Your assignment => Copy everything from "Northern Valley Packers" down to "on last year." in the citrus export report, replacing "Sales Manager" with "Export Manager".

Text provided =>
A strong Western Australian citrus crop, at a time when national volumes were slightly down, has helped one of the state's leading citrus packing companies achieve its "best export season ever" in 2020.
Northern Valley Packers (NVP), located in Bindoon, north-west of Perth, says admits there was a lot of uncertainty at the start of the season due to COVID-19. But Sales Manager Damien Guthrey says it resulted in nearly 150 containers shipped internationally - almost 50 per cent increase on last year.
"We saw a high level of demand coming out of all our major trading partners in South East Asia; Japan in particular," he said. "We were three times the volumes into Japan compared to 2019, which was our strongest season to date. We've only been in that market for three years now, and coming off a small base, it's a growing market for us. But we saw really strong demand coming out of the retail sector. The Chinese market was strong the whole way through. I think that was a combination of decreased supply going into that market, and the general strong demand for citrus. That may be related to the health properties, because we even saw that domestically, with strong sales numbers. Overall, all markets that we went into this year, were up in value and volume."
He added that while there were initial concerns over where the orders would come from when coronavirus became a global pandemic, it turned out to be a delayed, but steady, start to the season in China, due to the slow sales of Northern Hemisphere fruit.
"In previous seasons, our partners in China are usually pushing us to start as soon as we can, but this year were telling us it is okay to start when we are ready," Mr Guthrey said. "It was pretty soon after starting the season, the market picked up and buyers were looking to get as much fruit as they could. That remained consistent throughout the season."
The company is situated in the state's Northern Valley region and sources a large amount of its fruit from Moora Citrus, which is marketed under that brand name. Other growing regions include Gingin, Bindoon and Harvey, which is marketed under the Cooee Citrus brand.
Mr Guthrey explains that one of the main drivers for demand was that the eating quality was consistently strong throughout the season.
"Across the board, mandarins and oranges were eating better than ever in recent history," he said. "There was consistently high brix, and the acid levels were between 0.9-1.0. So, the quality was constantly remarked upon, both domestically and through our partners in South East Asia, and the Middle East. We had perfect conditions over the summer and autumn that led to that good eating quality. But it has been a work in progress to get WA recognised as a citrus growing region."

Information =>
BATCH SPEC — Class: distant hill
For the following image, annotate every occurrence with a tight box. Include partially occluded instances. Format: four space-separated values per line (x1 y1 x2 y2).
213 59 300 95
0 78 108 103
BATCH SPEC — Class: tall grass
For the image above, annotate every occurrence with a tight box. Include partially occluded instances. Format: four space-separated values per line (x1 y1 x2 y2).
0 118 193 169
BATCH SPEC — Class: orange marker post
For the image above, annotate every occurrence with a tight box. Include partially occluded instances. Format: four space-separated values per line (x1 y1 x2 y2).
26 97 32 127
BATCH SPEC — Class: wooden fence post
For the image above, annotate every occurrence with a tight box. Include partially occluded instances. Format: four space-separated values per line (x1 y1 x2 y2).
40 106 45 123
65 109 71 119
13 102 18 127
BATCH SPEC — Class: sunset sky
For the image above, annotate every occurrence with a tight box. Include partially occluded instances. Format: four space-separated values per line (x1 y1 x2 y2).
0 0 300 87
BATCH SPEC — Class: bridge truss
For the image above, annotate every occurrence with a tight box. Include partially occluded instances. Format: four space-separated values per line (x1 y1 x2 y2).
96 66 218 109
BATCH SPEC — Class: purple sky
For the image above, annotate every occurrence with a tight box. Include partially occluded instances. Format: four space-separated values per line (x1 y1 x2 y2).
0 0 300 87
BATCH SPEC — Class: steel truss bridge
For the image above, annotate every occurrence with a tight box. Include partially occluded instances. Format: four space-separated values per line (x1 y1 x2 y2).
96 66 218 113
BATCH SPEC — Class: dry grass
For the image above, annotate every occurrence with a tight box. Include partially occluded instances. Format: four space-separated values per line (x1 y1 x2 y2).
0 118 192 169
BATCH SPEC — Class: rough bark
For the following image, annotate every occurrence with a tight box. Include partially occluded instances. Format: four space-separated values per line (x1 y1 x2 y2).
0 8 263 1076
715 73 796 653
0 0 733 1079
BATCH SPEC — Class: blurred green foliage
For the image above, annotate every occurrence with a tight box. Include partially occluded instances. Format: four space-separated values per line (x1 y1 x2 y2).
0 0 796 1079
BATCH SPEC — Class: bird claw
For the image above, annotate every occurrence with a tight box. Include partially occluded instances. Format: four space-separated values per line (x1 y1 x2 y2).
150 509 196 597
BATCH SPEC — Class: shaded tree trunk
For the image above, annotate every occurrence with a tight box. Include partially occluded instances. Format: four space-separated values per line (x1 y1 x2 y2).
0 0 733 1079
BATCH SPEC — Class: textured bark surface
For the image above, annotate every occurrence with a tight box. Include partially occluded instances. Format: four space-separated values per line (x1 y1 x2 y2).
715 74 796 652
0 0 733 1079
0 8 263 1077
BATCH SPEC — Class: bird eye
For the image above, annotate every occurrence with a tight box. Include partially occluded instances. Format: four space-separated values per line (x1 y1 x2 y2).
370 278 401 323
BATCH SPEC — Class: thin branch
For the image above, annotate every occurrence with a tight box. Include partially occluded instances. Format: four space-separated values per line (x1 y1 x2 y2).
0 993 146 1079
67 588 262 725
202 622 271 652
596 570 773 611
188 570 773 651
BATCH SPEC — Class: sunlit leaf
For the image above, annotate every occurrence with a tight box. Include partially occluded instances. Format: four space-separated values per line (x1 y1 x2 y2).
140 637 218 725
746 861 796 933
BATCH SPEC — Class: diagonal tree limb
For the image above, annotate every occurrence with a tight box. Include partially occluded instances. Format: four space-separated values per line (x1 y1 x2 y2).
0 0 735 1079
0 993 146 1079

Result for this task =>
Northern Valley Packers (NVP), located in Bindoon, north-west of Perth, says admits there was a lot of uncertainty at the start of the season due to COVID-19. But Export Manager Damien Guthrey says it resulted in nearly 150 containers shipped internationally - almost 50 per cent increase on last year.